* [Extracted entries]:

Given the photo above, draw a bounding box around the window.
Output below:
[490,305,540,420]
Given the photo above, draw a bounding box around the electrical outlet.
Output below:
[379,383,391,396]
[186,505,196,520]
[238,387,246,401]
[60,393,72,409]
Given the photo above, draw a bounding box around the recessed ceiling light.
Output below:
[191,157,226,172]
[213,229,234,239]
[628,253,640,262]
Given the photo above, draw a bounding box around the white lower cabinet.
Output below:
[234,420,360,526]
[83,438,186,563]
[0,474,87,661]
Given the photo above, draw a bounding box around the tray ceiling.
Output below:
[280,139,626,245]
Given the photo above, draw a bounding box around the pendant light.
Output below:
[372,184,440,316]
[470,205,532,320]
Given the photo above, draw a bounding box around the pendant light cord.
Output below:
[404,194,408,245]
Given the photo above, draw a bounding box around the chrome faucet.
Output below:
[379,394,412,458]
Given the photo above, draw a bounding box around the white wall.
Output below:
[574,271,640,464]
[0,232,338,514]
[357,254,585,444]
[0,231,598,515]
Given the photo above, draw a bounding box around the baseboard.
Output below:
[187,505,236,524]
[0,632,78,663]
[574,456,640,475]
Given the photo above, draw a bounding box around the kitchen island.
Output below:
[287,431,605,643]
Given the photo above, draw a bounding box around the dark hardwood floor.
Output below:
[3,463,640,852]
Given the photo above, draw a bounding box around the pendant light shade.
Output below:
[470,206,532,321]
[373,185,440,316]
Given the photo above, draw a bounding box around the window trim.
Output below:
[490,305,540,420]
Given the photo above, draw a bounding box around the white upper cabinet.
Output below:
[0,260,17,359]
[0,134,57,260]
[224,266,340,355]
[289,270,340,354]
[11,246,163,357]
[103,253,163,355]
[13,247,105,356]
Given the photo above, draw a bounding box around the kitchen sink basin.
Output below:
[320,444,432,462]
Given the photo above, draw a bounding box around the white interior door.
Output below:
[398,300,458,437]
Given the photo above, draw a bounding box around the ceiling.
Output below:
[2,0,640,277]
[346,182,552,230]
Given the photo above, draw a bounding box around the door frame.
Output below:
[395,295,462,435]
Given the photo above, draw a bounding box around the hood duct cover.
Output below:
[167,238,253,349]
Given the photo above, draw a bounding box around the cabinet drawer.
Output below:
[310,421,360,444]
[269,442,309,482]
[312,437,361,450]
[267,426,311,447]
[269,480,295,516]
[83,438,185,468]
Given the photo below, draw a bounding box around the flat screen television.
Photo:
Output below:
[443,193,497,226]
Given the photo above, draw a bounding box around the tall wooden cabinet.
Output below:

* [Work task]: From the data, collect all lines where the string "kitchen" appears.

* [Exercise response]:
Given the photo above, draw a bounding box around the kitchen island.
Given the photo above, draw a bounding box around the kitchen sink basin.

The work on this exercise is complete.